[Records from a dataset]

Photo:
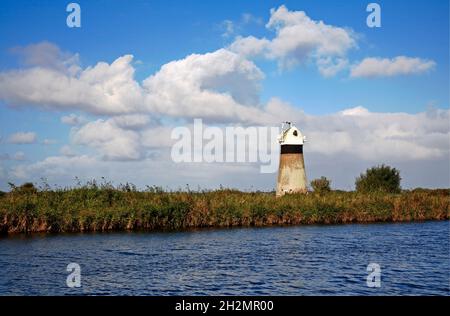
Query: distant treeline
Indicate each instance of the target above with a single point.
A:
(94, 207)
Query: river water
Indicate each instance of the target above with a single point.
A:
(304, 260)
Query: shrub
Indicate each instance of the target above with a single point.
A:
(321, 185)
(379, 179)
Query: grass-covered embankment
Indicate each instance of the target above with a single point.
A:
(104, 208)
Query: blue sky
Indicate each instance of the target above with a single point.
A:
(158, 32)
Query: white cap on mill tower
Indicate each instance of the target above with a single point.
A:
(291, 135)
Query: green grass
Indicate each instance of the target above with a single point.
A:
(103, 207)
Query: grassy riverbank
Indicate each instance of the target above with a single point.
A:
(104, 208)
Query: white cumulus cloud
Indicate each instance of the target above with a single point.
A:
(23, 138)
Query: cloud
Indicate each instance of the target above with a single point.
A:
(20, 155)
(102, 89)
(113, 142)
(23, 138)
(219, 86)
(47, 55)
(389, 67)
(228, 27)
(67, 151)
(297, 40)
(48, 142)
(73, 119)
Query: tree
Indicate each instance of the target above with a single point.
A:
(379, 179)
(321, 185)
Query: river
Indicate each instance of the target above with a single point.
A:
(413, 259)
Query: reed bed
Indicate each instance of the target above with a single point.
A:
(107, 208)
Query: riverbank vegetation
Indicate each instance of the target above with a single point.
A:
(103, 207)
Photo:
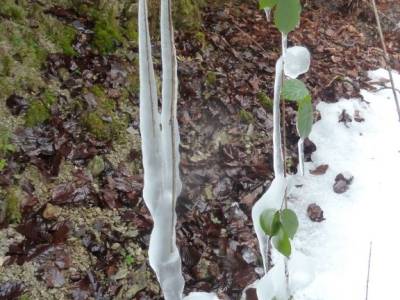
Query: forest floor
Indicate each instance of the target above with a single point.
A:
(72, 221)
(360, 212)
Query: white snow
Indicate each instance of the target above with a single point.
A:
(367, 213)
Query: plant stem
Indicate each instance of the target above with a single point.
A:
(386, 56)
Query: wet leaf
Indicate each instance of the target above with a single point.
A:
(294, 90)
(270, 221)
(289, 222)
(282, 243)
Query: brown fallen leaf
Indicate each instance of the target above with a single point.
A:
(320, 170)
(342, 182)
(315, 213)
(358, 117)
(345, 118)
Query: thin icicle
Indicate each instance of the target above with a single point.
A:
(161, 180)
(300, 146)
(274, 195)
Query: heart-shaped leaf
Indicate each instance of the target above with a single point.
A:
(269, 221)
(289, 222)
(294, 90)
(281, 243)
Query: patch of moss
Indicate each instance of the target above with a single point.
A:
(10, 9)
(211, 78)
(13, 206)
(246, 116)
(6, 145)
(6, 65)
(132, 29)
(107, 34)
(111, 129)
(265, 101)
(187, 15)
(39, 110)
(64, 36)
(36, 114)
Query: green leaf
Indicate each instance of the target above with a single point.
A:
(305, 117)
(3, 164)
(281, 243)
(267, 3)
(269, 221)
(294, 90)
(287, 15)
(289, 222)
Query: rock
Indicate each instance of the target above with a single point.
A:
(96, 166)
(345, 118)
(315, 213)
(309, 148)
(320, 170)
(51, 212)
(342, 182)
(358, 117)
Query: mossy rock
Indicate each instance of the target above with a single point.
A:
(265, 101)
(10, 9)
(13, 205)
(211, 78)
(39, 110)
(101, 129)
(246, 117)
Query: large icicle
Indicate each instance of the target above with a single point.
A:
(160, 153)
(274, 195)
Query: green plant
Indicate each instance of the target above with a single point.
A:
(286, 13)
(129, 260)
(281, 226)
(295, 90)
(6, 147)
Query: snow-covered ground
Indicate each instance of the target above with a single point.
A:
(369, 212)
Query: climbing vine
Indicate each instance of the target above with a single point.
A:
(281, 225)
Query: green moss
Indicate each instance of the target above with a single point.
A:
(13, 209)
(246, 116)
(132, 29)
(105, 105)
(96, 166)
(39, 110)
(64, 37)
(11, 10)
(107, 34)
(105, 130)
(187, 15)
(6, 65)
(6, 145)
(37, 114)
(265, 101)
(211, 78)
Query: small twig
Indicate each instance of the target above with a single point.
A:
(386, 88)
(386, 56)
(369, 268)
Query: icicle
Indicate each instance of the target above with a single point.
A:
(300, 146)
(159, 150)
(273, 197)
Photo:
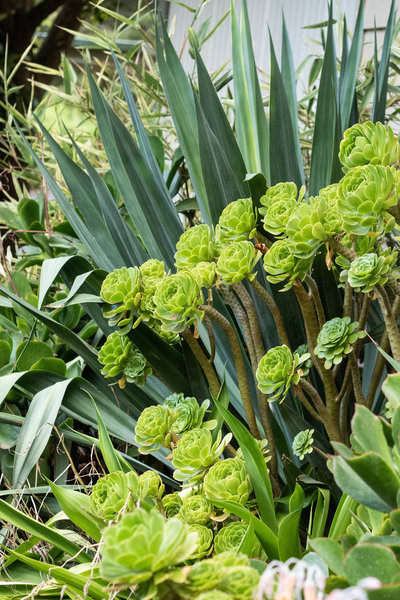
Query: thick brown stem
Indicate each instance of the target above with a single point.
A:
(239, 364)
(203, 361)
(274, 310)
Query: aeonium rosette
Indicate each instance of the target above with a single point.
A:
(277, 370)
(335, 340)
(368, 143)
(176, 300)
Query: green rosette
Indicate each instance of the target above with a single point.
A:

→ Work required:
Quote the records above in full, dropping each picture.

→ Expected answer:
Photo:
Query: distant treeline
Indicate each instance of the target above with a single point.
A:
(94, 207)
Query: river water
Indicate each instance of the target above with a single point.
A:
(304, 260)
Query: shrub
Indicate each instance of the target above with a single point.
A:
(321, 185)
(379, 179)
Query: grass-covered embankment
Indicate each instance of the target above with a single point.
A:
(104, 208)
Query: blue sky
Indicate each instance of the target above with a single point.
A:
(158, 32)
Query: white cap on mill tower
Indicate each instance of the target above with a single point.
A:
(291, 135)
Query: green grass
Indicate each instance of the target above with a single point.
A:
(103, 207)
Query: grassy riverbank
Indicate each instance of the target above with a single point.
A:
(104, 208)
Query: white cumulus cloud
Indicate each instance of the target above with a single point.
A:
(23, 138)
Query: cloud
Indicate each instance of the target above with a single point.
A:
(20, 155)
(102, 89)
(113, 142)
(23, 138)
(219, 86)
(47, 55)
(389, 67)
(228, 27)
(67, 151)
(297, 40)
(48, 142)
(73, 119)
Query: tree
Indicate each instance of the target above with a single point.
A:
(379, 179)
(321, 185)
Query: river
Indicate each instance of the target above with a single point.
A:
(413, 259)
Query: reed bed
Indicate each instance of the target above with a single point.
A:
(107, 208)
Query: riverbank vegetation
Indicate each instance of the target above with a single point.
A:
(103, 207)
Photo:
Query: forest floor
Indicate each instance of the target above with a single point.
A:
(72, 221)
(360, 212)
Query: white snow
Indicate each instance of the target above with a single point.
A:
(367, 213)
Query: plant stem
Indicate each instance of the target above with a single point.
A:
(386, 56)
Query: wet leaf
Indicate each instance of the target above with a single point.
A:
(294, 90)
(270, 221)
(289, 222)
(282, 243)
Query: brown fallen leaf
Indicate each instance of the target above with a single point.
A:
(320, 170)
(342, 182)
(315, 213)
(358, 117)
(345, 118)
Query: thin icicle
Indicate each instance of the target above with a single point.
A:
(161, 180)
(300, 146)
(274, 195)
Query: heart-shaped leaf
Indicate each instance of the target above with a single point.
A:
(269, 221)
(289, 222)
(294, 90)
(281, 243)
Query: patch of moss
Indicate each instance of the target above with a single point.
A:
(10, 9)
(211, 78)
(13, 206)
(246, 116)
(6, 145)
(6, 65)
(132, 29)
(107, 34)
(111, 129)
(265, 101)
(187, 15)
(39, 110)
(64, 36)
(36, 114)
Query: green leaf
Indicate each instance of the target above with a single point.
A:
(305, 117)
(3, 164)
(281, 243)
(267, 3)
(269, 221)
(294, 90)
(287, 15)
(289, 222)
Query: rock
Indicate each instance of the target above with a single point.
A:
(96, 166)
(345, 118)
(315, 213)
(309, 148)
(320, 170)
(51, 212)
(342, 182)
(358, 117)
Query: mossy rock
Indicate each instance of the target above with a single point.
A:
(265, 101)
(10, 9)
(13, 205)
(211, 78)
(39, 110)
(101, 129)
(246, 117)
Query: large icicle
Indicate each instance of the target above with a single point.
A:
(160, 153)
(274, 195)
Query: green plant
Indicate each instance of the target above with a single point.
A:
(286, 13)
(129, 260)
(281, 226)
(295, 90)
(6, 147)
Query: snow-covered ground
Indicate each instance of the target above with a single point.
A:
(369, 212)
Query: climbing vine
Indicate each instance of the target above with a single point.
A:
(281, 225)
Query: green moss
Indicate each instance of the target above with a single point.
A:
(13, 209)
(246, 116)
(132, 29)
(105, 105)
(96, 166)
(39, 110)
(64, 37)
(11, 10)
(107, 34)
(105, 130)
(187, 15)
(6, 65)
(6, 145)
(37, 114)
(265, 101)
(211, 78)
Query: small twig
Indicate each instance of the target above with a single point.
A:
(386, 88)
(386, 56)
(369, 268)
Query: icicle
Indicate each instance of the target above with a single point.
A:
(300, 146)
(159, 150)
(273, 197)
Photo:
Query: thick brown stem
Indicate each instance of the target above with a single point.
A:
(239, 364)
(203, 361)
(274, 310)
Query: aeonium rosette
Indicate each instance of the target above with a single point.
A:
(277, 370)
(335, 340)
(368, 143)
(176, 300)
Query: green rosette
Indicate each instance of the target above with a single point.
A:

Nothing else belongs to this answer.